> **ARTICLE**
■ ■ ■ ■

In 09S at 12 (section 9), Modern Jewish American Women Writers (Identical to Women’s and Gender Studies 51.5 and Jewish Studies 21.2). Described under Jewish Studies 21.2). Dist: LIT; WCult: CI. Course Group III. CA tags Genders and Sexualities, Cultural Studies and Popular Culture. Zeiger.

In 09S at 12 (section 10), Black Movements (Identical to African and African American Studies 26.1). Accounting for the multiple meanings of “movement,” this course will explore representations of migration, community activism, and embodied performance in black literary and cultural productions. We will examine how black people’s ambiguous relationship to space and place informs modes of representation. We will read such works as Toomer’s Cane, Cesaire’s A Tempest, and Morrison’s Song of Solomon; watch Princess Tam Tam and The Wiz and listen to music by Billie Holiday and Kanye West. Dist: LIT. Course Group III. CA tags, National Traditions and Countertraditions, Cultural Studies and Popular Culture. Colbert.

In 09S at 12, James Joyce (section 11). This seminar will be devoted to the study of Joyce’s Ulysses. After some discussion of Joyce’s Portrait and Dubliners both of which students are urged to read before the course begins we will focus on the text of Joyce’s Ulysses, with an emphasis on close reading and an examination of Joyce’s experiments in prose and his place in modern literature. Each student will be asked to write two papers. Dist: LIT; WCult: W. Course Group III, CA tags Genre-narrative, Multicultural and Colonial/Postcolonial Studies. Cosgrove.

■ ■ ■ ■

> **DIRECTIVE A**
State how many lines of the records contain the string "rubber", treating uppercase and lowercase as distinct, and give only the number.
The course listings have no connection to the records.

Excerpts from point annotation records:
■ ■ ■ ■

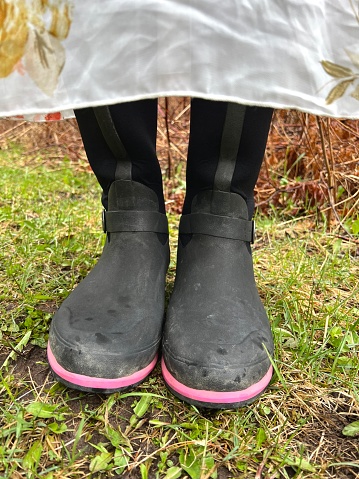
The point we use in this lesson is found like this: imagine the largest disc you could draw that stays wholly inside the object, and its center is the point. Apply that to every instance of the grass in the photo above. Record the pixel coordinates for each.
(50, 222)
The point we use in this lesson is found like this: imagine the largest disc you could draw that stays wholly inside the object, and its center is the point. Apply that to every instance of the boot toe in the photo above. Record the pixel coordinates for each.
(218, 375)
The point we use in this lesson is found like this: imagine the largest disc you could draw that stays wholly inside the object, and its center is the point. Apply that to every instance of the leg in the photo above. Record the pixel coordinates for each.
(106, 334)
(217, 331)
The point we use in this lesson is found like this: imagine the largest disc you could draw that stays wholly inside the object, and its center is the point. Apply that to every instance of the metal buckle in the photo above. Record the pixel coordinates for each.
(104, 228)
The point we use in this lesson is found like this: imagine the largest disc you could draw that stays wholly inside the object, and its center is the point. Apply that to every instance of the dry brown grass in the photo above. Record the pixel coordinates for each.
(311, 164)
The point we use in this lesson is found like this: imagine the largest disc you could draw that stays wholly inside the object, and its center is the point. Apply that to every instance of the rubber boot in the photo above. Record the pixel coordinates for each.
(217, 337)
(106, 335)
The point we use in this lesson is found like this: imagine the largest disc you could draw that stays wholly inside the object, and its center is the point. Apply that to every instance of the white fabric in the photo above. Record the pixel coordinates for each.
(257, 52)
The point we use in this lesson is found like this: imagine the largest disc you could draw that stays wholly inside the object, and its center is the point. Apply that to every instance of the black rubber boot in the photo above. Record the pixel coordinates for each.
(106, 335)
(217, 335)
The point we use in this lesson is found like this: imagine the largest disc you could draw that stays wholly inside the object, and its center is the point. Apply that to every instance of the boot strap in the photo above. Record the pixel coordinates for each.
(149, 221)
(219, 226)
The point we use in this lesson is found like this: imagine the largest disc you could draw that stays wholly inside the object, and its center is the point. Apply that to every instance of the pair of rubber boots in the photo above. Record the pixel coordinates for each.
(216, 338)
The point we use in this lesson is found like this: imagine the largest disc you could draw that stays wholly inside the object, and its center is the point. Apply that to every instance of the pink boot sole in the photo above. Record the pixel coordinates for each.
(87, 383)
(215, 399)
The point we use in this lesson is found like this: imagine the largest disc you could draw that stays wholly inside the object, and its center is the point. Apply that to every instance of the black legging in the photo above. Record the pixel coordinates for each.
(136, 125)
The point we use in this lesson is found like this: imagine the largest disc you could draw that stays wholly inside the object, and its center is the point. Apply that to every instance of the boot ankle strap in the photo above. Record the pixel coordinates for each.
(219, 226)
(145, 221)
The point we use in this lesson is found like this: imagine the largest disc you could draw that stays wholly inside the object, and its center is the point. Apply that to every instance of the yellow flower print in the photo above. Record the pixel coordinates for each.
(13, 35)
(32, 31)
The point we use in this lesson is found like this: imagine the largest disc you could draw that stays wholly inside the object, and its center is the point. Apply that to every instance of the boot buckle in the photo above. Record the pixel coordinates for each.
(104, 227)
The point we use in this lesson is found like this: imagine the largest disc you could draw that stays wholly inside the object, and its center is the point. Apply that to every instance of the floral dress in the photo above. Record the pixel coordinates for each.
(59, 55)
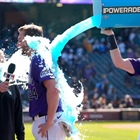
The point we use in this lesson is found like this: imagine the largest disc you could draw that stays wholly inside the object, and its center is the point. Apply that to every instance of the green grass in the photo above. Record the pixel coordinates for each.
(101, 130)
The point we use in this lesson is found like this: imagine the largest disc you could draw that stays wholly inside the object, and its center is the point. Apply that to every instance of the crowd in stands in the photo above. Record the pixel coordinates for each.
(77, 64)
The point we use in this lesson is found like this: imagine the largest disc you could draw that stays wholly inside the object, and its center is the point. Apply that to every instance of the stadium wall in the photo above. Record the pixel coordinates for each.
(102, 114)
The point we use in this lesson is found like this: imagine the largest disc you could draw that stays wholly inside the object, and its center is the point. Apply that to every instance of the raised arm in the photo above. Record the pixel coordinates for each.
(116, 57)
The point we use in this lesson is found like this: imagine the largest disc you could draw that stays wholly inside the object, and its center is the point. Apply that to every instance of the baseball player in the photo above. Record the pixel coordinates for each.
(44, 103)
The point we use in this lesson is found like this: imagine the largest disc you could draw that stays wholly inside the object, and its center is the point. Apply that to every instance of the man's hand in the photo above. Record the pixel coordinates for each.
(4, 86)
(107, 32)
(43, 128)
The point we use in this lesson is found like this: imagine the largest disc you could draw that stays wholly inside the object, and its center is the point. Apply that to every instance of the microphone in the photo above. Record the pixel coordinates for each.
(9, 75)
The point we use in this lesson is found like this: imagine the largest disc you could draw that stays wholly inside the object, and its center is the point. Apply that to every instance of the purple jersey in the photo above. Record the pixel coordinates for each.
(136, 65)
(37, 91)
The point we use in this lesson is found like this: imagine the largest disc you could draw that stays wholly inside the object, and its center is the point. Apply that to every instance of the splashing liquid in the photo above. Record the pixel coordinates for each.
(51, 52)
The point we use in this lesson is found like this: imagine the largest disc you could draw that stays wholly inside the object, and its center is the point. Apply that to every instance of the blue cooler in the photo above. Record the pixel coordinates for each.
(116, 13)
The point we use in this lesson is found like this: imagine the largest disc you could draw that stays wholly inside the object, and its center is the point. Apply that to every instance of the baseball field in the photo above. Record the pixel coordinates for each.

■ ■ ■ ■

> **DIRECTIVE B**
Answer these questions from the course listings:
(i) Who teaches the seminar on James Joyce?
(ii) Which novel by Morrison is among the readings for Black Movements?
(iii) Under which program and number is Modern Jewish American Women Writers described?

> **CORRECT RESULT A**
3

> **CORRECT RESULT B**
(i) Cosgrove
(ii) Song of Solomon
(iii) Jewish Studies 21.2